**WHAT IS EXPECTED**
Every line below from the one containing "Could you identify the jagged" through the one containing "Could you identify the distant mountain" must be transcribed exactly. Omit all lines outside that stretch.

**EXTRACTED DATA**
-=-=-=-=-

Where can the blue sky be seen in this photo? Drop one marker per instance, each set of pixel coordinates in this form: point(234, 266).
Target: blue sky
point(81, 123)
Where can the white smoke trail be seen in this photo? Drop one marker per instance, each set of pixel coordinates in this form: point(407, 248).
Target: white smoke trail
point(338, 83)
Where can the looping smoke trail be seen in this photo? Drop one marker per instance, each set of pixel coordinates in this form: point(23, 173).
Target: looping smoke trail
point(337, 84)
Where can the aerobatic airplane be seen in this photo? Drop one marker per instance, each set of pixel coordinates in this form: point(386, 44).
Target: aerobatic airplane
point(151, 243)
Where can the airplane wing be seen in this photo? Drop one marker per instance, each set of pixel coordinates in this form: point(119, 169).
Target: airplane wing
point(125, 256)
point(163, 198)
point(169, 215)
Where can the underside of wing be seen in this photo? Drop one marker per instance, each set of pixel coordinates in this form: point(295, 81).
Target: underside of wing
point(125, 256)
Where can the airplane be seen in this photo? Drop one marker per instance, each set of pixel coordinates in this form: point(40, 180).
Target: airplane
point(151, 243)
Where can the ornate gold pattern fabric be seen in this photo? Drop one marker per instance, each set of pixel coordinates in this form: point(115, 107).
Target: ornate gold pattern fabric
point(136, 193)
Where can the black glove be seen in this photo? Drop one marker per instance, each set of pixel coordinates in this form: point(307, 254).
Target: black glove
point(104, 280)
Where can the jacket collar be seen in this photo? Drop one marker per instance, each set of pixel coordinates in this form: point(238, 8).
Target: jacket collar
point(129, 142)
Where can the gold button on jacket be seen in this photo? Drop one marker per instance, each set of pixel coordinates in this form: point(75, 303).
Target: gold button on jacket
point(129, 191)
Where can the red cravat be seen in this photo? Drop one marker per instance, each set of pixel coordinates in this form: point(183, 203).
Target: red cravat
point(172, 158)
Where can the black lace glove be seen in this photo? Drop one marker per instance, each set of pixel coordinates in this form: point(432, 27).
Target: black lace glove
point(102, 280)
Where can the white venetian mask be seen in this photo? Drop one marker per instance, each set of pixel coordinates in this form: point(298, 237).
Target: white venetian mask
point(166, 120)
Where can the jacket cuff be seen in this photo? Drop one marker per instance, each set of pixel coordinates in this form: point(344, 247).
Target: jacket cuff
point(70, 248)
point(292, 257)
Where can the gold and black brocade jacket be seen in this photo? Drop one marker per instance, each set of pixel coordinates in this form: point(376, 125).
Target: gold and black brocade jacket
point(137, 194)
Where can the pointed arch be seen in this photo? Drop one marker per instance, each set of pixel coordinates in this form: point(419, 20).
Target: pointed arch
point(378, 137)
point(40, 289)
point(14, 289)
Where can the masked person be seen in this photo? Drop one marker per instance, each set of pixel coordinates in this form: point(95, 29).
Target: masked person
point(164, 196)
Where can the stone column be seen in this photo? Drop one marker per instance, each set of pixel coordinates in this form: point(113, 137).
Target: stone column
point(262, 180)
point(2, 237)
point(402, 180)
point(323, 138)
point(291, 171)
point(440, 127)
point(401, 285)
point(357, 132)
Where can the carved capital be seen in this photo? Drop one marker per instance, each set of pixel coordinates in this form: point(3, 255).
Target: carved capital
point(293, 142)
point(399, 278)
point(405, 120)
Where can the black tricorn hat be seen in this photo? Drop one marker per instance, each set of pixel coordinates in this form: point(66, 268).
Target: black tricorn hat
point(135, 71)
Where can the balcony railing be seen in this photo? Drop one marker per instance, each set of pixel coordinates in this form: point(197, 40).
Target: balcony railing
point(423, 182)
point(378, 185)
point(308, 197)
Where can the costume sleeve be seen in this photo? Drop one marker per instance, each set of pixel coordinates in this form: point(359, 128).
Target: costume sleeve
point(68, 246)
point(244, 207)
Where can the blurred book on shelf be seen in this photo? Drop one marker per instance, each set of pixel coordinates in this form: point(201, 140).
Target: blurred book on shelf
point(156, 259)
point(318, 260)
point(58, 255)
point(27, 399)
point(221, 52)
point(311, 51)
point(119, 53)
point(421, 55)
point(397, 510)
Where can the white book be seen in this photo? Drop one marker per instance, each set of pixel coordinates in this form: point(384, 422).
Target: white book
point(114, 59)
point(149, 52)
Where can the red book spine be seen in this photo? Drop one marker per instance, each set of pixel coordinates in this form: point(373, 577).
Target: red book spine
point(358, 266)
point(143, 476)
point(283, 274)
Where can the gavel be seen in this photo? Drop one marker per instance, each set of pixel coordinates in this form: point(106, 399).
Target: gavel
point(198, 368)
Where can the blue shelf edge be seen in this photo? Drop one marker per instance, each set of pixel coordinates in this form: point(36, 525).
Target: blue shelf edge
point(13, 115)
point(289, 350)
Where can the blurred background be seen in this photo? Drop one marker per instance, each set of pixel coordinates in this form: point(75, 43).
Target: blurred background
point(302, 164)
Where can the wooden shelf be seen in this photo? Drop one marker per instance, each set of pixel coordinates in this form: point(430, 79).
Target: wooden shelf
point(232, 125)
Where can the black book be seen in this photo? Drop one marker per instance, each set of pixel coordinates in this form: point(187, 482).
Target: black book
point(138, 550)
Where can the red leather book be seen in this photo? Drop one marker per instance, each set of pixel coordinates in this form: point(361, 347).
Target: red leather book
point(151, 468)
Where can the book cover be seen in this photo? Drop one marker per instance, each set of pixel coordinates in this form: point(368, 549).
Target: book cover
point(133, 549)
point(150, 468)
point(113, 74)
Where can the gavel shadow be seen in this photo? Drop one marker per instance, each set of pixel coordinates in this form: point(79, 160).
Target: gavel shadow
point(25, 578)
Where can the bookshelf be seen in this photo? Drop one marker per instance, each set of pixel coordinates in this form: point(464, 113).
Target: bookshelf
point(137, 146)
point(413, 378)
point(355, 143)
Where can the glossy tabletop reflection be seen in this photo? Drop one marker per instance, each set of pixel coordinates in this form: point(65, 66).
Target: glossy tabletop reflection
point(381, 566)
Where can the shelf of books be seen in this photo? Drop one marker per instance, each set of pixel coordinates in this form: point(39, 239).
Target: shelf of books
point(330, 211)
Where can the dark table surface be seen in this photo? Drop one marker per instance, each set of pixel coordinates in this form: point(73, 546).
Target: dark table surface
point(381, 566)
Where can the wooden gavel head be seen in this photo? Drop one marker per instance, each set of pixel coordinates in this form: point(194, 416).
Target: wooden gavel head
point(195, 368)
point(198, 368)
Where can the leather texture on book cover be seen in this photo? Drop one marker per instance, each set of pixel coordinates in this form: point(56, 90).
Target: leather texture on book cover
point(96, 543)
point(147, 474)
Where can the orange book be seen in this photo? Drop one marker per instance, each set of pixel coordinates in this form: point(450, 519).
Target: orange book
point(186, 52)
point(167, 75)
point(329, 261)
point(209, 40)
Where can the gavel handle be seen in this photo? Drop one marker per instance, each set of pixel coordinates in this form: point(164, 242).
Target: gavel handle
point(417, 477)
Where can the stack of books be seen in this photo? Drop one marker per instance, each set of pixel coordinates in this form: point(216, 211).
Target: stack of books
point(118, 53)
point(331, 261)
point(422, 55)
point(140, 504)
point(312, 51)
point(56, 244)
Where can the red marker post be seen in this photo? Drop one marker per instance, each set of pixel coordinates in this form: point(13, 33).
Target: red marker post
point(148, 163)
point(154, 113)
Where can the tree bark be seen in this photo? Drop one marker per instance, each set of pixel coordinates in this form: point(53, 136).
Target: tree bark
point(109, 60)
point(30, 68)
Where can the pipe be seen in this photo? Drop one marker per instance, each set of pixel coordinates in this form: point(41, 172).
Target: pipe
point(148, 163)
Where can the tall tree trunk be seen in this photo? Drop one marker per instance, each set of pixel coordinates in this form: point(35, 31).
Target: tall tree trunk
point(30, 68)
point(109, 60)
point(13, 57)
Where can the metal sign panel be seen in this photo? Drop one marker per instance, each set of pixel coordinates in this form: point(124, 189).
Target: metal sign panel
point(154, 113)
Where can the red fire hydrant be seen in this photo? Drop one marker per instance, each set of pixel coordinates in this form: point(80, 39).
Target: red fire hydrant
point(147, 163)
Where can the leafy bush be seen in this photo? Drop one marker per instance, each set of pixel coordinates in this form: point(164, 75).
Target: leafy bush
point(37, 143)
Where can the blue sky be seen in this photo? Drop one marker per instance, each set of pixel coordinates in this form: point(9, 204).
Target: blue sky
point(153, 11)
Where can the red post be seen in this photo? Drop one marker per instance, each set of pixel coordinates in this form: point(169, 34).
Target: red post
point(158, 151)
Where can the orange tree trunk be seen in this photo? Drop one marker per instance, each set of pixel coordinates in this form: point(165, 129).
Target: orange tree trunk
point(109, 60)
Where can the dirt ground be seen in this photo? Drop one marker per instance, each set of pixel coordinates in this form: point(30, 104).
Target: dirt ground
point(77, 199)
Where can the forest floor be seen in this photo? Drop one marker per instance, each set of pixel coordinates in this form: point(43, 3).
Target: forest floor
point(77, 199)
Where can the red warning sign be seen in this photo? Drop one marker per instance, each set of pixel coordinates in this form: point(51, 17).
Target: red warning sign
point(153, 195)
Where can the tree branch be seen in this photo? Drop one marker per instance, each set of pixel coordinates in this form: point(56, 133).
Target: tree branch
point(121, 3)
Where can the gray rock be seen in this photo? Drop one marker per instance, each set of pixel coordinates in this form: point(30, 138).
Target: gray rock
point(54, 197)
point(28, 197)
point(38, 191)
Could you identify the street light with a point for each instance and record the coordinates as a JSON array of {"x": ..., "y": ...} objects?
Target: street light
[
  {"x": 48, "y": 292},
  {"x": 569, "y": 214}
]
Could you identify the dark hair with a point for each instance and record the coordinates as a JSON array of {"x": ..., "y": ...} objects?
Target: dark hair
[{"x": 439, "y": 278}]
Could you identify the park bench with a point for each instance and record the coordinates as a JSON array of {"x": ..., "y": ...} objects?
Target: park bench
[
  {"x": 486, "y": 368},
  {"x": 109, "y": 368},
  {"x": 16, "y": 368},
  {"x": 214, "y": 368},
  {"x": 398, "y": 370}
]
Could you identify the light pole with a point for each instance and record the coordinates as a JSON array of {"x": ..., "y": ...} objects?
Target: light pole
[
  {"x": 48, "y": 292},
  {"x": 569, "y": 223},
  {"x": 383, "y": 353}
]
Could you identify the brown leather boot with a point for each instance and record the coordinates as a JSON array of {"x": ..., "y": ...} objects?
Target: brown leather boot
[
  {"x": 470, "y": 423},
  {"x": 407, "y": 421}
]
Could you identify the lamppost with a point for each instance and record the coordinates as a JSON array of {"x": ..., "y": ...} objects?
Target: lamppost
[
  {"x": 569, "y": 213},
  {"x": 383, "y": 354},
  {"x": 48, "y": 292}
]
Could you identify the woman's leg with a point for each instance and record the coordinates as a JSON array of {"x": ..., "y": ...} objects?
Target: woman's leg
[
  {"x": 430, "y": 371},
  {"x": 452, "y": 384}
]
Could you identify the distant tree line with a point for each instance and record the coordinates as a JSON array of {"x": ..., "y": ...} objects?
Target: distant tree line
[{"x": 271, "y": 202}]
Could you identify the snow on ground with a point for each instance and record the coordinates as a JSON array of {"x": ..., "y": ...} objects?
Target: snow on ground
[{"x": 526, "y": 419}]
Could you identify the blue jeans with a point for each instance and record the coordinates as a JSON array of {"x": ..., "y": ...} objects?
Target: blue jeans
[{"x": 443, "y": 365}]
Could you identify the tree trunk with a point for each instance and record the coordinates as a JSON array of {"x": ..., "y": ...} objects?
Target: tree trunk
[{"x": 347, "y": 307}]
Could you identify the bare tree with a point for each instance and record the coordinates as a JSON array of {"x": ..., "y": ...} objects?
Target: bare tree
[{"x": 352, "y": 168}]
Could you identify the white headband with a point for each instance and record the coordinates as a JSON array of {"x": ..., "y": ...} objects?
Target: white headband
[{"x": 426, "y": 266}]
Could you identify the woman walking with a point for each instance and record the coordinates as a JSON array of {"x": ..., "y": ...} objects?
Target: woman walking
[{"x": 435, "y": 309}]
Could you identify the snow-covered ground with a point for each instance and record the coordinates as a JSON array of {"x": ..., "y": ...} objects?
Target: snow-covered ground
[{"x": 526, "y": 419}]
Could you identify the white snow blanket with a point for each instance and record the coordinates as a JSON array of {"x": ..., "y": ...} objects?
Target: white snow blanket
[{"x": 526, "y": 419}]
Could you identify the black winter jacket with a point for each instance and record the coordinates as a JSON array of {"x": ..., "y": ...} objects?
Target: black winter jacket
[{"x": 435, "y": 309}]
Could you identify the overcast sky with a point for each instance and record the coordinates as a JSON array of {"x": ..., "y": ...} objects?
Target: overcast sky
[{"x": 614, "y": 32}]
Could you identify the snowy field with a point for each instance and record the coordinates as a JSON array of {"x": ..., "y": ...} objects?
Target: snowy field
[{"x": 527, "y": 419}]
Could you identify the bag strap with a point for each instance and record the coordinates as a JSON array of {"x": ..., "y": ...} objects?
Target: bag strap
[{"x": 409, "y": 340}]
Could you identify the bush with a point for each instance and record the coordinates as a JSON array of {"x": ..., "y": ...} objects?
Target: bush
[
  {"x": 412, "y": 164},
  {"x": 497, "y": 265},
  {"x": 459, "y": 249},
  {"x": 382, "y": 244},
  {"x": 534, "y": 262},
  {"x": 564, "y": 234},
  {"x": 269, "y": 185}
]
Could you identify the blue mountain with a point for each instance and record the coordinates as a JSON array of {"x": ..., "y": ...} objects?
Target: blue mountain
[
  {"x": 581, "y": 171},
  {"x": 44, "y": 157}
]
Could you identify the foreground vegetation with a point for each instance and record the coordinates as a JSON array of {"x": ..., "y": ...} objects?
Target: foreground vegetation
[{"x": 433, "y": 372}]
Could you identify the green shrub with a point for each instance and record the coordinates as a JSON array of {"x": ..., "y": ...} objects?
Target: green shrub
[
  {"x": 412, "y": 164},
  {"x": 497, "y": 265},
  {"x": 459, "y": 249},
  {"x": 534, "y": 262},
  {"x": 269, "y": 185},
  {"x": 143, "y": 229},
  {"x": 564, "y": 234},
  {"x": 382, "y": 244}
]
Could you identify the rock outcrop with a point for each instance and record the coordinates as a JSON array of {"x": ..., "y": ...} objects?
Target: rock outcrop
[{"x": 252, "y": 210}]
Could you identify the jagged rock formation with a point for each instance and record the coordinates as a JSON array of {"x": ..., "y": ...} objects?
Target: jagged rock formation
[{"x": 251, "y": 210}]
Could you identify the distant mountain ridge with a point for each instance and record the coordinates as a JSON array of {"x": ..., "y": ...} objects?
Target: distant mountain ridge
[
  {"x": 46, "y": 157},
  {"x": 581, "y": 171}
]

-=-=-=-=-

**ANSWER SPACE**
Could you identify the jagged rock formation with a point for each instance and record the coordinates as a JSON array of {"x": ..., "y": ...} objects?
Target: jagged rock formation
[{"x": 251, "y": 210}]
Could you identify the distant mountain ridge with a point for each instance and record the coordinates as a JSON array of {"x": ..., "y": ...} objects?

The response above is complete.